## ARTICLE:
The core challenge with large-scale, long-running stream aggregations isn’t the computation itself, but the management of state. Stateless transformations running on a framework like Dask are trivial to parallelize and recover; if a worker fails, the scheduler simply re-runs the task on another machine. The moment state enters the picture—for instance, calculating a nunique
over a multi-terabyte dataset—this model breaks down. Storing intermediate sets of unique IDs in worker memory is both a capacity bottleneck and a guarantee of data loss on failure. A full re-computation from source is often operationally infeasible.
Our initial problem was a stream of user interaction events, billions per day, from which we needed to derive hourly unique user counts per feature flag. The naive Dask approach, a dd.read_parquet(...).groupby('feature_flag').user_id.nunique().compute()
, would work on a small scale but failed spectacularly in production. It required shuffling enormous amounts of data and held gigabytes of intermediate sets in memory, leading to worker restarts and cascading failures. The system was fragile.
The concept we landed on was to push state down to the worker level, making it local and persistent. Instead of a massive, distributed shuffle, each worker would be responsible for aggregating a subset of partitions. It would maintain its own state on local disk. This avoids network overhead for state access and leverages fast local SSDs. On failure, a task could be rescheduled, reopen its local state store, and continue where it left off, provided the input data was replayable. This design inherently forgoes strong consistency. We are not building a distributed transactional database. We are building a system that is Basically Available, operates in a Soft state, and is Eventually consistent—a classic BASE system.

## SET PROBLEM 1:
Quote everything from "The concept we" down to "classic BASE system." in the passage on managing state in stream aggregations.

(Annotated coordinate records)
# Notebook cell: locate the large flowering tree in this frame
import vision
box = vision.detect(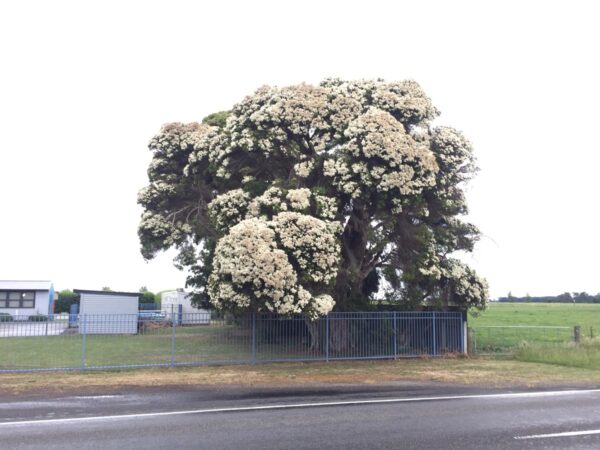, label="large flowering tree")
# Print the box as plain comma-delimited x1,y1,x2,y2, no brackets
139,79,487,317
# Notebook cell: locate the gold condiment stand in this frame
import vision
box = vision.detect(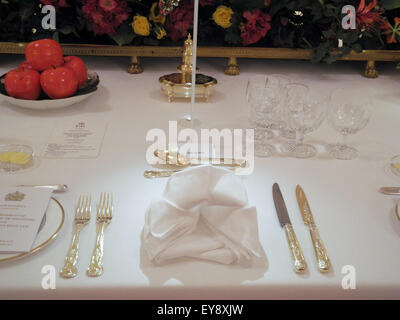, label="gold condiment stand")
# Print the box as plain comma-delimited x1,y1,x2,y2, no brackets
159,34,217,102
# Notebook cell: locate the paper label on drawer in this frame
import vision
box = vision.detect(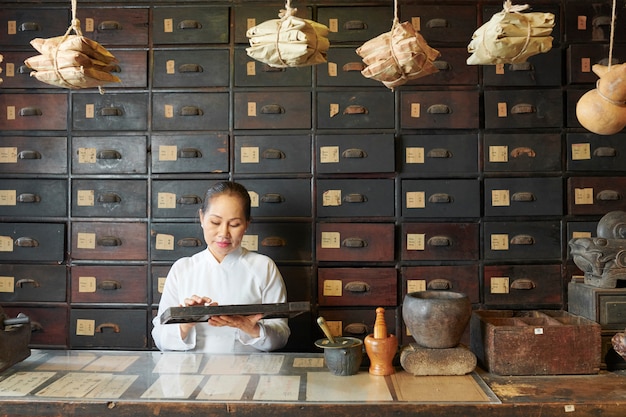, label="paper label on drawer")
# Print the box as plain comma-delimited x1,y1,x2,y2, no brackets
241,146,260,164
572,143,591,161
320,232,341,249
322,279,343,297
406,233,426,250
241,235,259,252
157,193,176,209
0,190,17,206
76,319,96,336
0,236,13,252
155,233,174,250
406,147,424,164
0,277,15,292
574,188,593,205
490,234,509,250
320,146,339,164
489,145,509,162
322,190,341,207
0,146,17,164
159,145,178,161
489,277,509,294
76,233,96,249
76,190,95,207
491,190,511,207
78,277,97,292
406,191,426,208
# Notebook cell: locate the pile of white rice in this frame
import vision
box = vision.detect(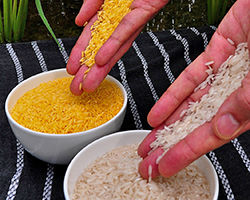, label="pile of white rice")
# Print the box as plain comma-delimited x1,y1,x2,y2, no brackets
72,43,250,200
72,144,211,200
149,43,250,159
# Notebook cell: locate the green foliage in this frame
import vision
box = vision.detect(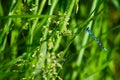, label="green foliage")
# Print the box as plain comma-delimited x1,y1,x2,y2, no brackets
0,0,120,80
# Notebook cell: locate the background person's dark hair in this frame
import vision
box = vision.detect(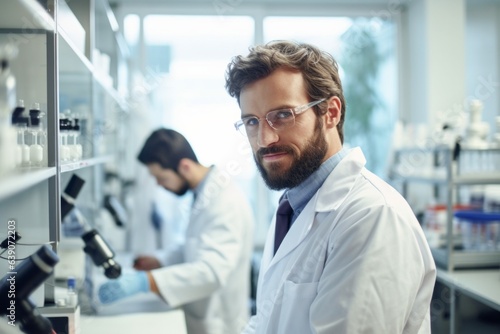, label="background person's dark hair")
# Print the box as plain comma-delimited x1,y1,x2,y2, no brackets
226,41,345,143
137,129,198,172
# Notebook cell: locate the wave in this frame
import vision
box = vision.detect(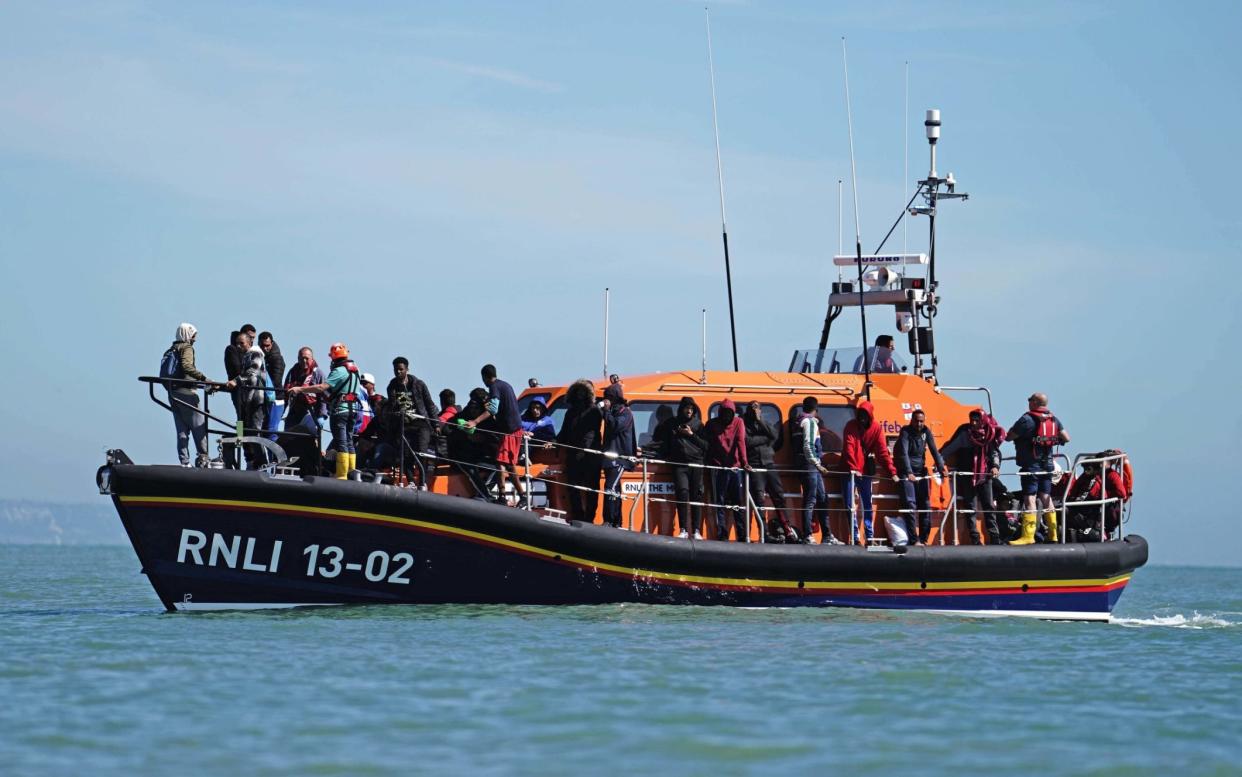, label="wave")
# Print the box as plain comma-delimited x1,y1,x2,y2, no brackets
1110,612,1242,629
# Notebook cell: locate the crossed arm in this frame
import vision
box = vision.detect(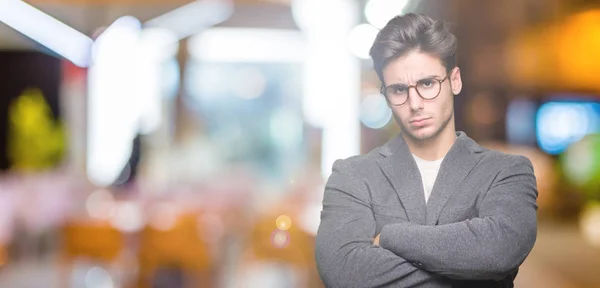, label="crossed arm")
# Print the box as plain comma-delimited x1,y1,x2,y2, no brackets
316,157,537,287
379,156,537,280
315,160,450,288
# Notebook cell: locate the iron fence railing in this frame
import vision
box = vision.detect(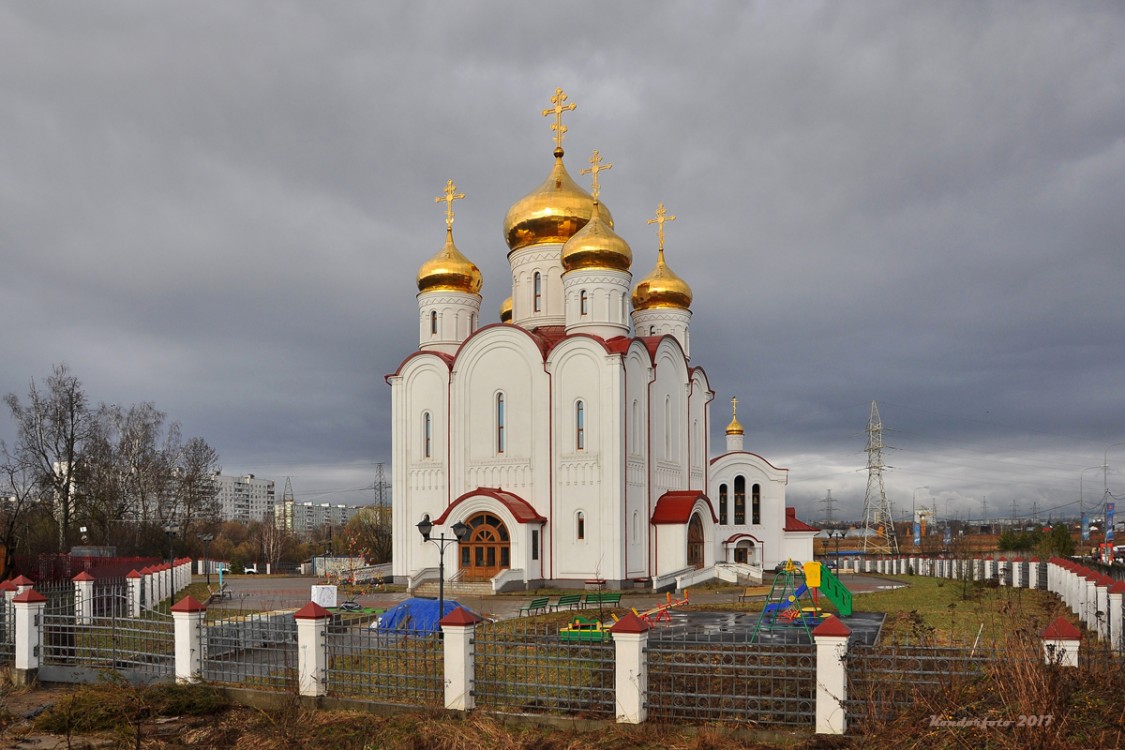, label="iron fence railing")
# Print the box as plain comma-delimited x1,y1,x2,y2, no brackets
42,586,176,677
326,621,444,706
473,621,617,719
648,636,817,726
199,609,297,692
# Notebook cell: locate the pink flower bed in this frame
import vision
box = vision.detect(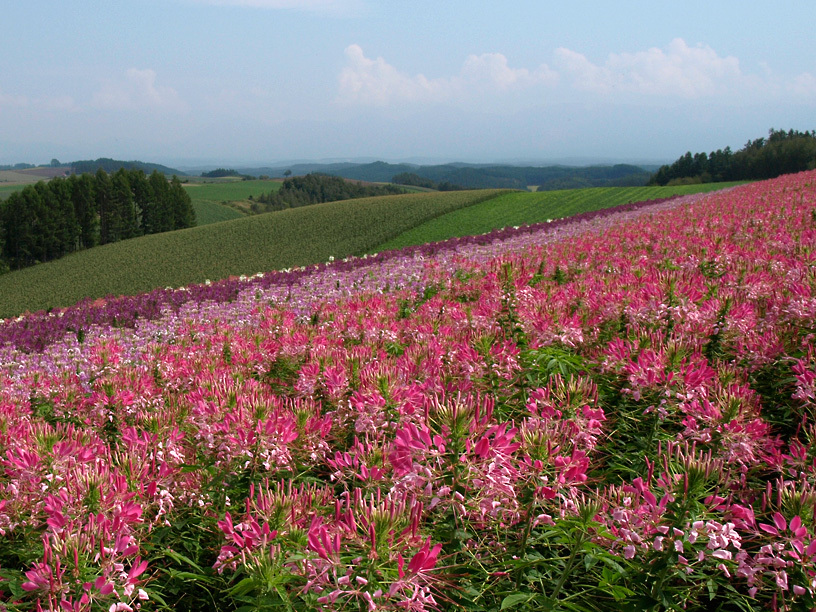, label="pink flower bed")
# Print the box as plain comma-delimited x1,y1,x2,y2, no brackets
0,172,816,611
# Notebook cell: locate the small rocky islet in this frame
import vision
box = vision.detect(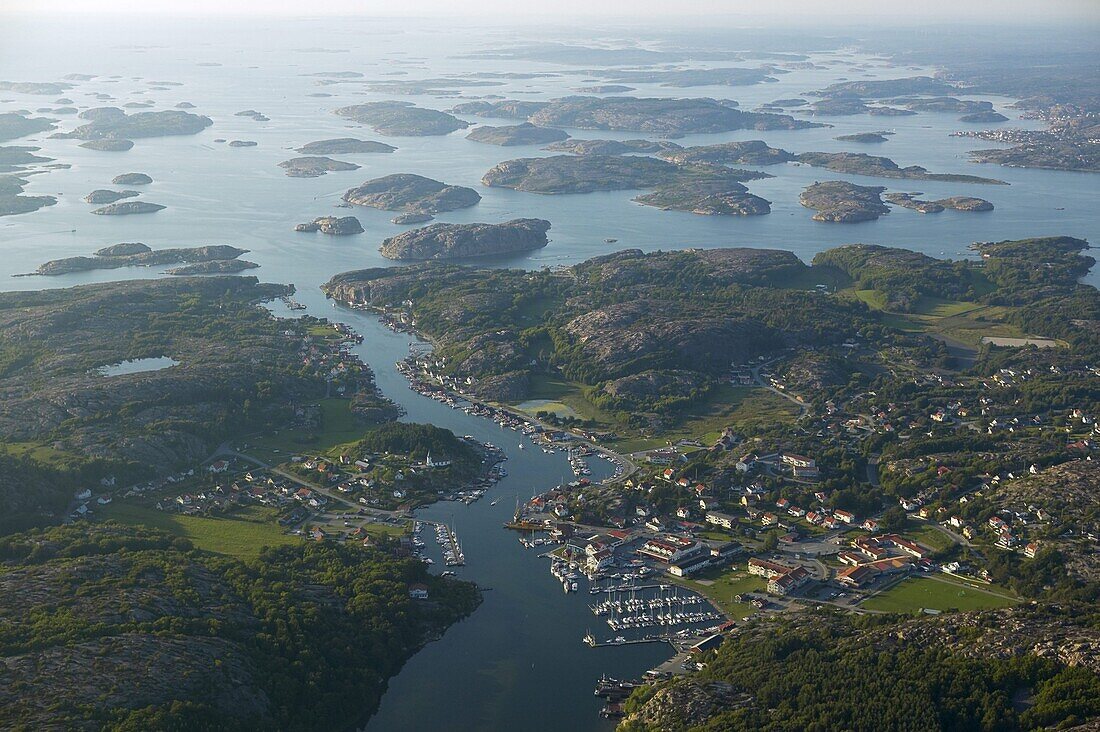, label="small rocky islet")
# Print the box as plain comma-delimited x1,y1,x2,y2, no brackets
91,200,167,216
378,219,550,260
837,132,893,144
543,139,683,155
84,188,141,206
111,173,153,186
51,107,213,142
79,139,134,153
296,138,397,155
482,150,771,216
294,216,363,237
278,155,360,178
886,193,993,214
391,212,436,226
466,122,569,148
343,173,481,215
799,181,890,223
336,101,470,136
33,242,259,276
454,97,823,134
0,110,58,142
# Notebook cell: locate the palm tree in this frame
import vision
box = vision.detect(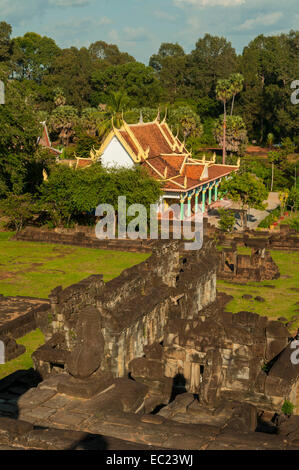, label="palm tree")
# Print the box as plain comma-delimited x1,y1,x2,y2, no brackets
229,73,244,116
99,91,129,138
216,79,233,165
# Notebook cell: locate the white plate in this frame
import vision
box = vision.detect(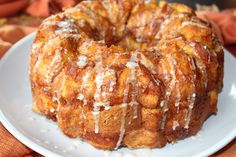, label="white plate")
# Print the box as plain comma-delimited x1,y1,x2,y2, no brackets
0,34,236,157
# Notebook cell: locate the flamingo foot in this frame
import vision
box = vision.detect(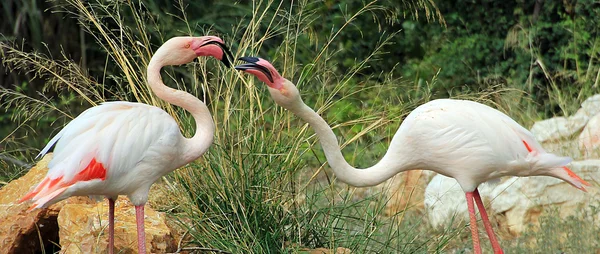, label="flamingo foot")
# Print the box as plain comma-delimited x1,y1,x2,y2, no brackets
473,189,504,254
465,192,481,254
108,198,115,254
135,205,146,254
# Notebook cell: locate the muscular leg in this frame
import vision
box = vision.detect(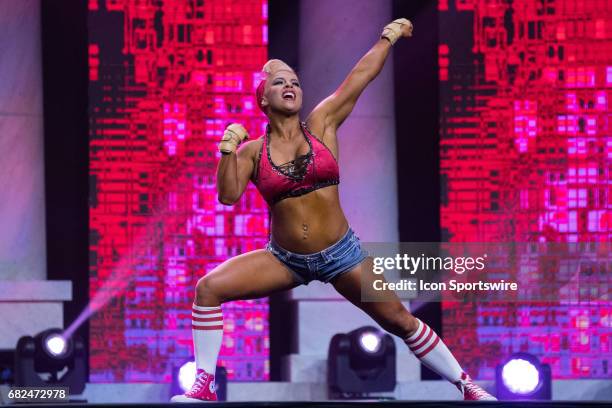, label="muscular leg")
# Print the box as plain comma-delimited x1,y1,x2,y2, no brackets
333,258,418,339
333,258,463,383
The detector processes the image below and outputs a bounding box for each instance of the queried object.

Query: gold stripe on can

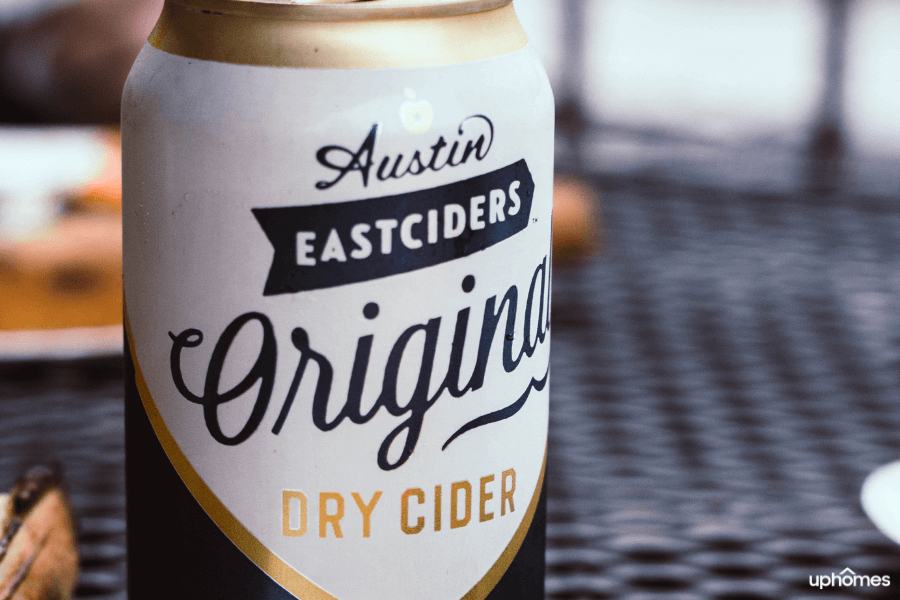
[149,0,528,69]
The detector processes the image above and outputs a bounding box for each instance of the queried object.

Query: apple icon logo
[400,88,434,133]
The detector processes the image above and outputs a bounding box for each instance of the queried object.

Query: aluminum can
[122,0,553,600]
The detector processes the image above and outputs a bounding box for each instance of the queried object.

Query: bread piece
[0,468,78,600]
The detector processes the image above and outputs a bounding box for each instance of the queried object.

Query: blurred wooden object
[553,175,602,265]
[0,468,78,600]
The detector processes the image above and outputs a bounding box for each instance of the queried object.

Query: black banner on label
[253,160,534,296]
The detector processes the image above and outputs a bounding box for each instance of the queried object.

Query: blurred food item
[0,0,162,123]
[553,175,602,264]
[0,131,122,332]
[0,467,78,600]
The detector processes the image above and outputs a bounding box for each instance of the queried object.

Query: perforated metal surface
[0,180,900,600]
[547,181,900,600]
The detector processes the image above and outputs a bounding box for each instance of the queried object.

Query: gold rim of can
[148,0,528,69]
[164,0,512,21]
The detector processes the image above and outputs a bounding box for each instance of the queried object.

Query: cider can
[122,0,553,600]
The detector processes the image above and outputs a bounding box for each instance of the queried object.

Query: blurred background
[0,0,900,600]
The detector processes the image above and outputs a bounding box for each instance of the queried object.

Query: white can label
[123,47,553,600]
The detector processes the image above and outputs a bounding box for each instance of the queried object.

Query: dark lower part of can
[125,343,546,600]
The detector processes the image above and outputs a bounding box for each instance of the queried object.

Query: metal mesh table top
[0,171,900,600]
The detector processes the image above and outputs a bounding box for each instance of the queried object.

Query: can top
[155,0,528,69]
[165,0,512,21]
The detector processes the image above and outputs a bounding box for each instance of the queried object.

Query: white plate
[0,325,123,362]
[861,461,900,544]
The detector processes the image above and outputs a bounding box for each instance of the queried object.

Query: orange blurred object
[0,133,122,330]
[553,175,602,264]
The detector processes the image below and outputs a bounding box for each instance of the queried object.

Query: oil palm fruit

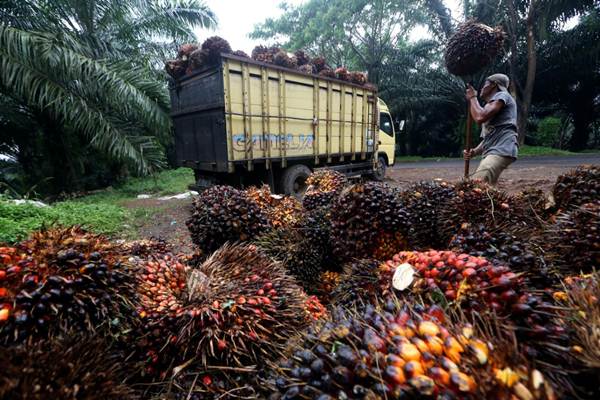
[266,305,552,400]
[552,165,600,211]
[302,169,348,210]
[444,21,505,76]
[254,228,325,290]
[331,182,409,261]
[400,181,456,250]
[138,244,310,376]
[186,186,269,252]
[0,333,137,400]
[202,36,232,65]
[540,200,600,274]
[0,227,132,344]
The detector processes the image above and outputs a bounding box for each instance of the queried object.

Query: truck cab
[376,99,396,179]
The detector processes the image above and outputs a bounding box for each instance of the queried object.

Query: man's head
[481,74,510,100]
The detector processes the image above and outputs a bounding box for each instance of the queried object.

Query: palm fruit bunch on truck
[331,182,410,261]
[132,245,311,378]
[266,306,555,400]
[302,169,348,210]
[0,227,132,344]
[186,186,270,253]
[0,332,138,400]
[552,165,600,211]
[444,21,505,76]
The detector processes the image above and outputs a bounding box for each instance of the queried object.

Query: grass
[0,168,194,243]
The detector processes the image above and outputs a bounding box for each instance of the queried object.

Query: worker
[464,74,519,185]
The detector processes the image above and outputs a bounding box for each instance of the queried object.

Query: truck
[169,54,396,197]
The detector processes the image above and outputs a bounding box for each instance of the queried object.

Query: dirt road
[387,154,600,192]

## SET PROBLEM 2:
Pick out each row that contains the string "fruit" and copy it.

## REPLY 1:
The concept we landed on was to push state down to the worker level, making it local and persistent. Instead of a massive, distributed shuffle, each worker would be responsible for aggregating a subset of partitions. It would maintain its own state on local disk. This avoids network overhead for state access and leverages fast local SSDs. On failure, a task could be rescheduled, reopen its local state store, and continue where it left off, provided the input data was replayable. This design inherently forgoes strong consistency. We are not building a distributed transactional database. We are building a system that is Basically Available, operates in a Soft state, and is Eventually consistent—a classic BASE system.

## REPLY 2:
Query: oil palm fruit
Query: palm fruit bunch on truck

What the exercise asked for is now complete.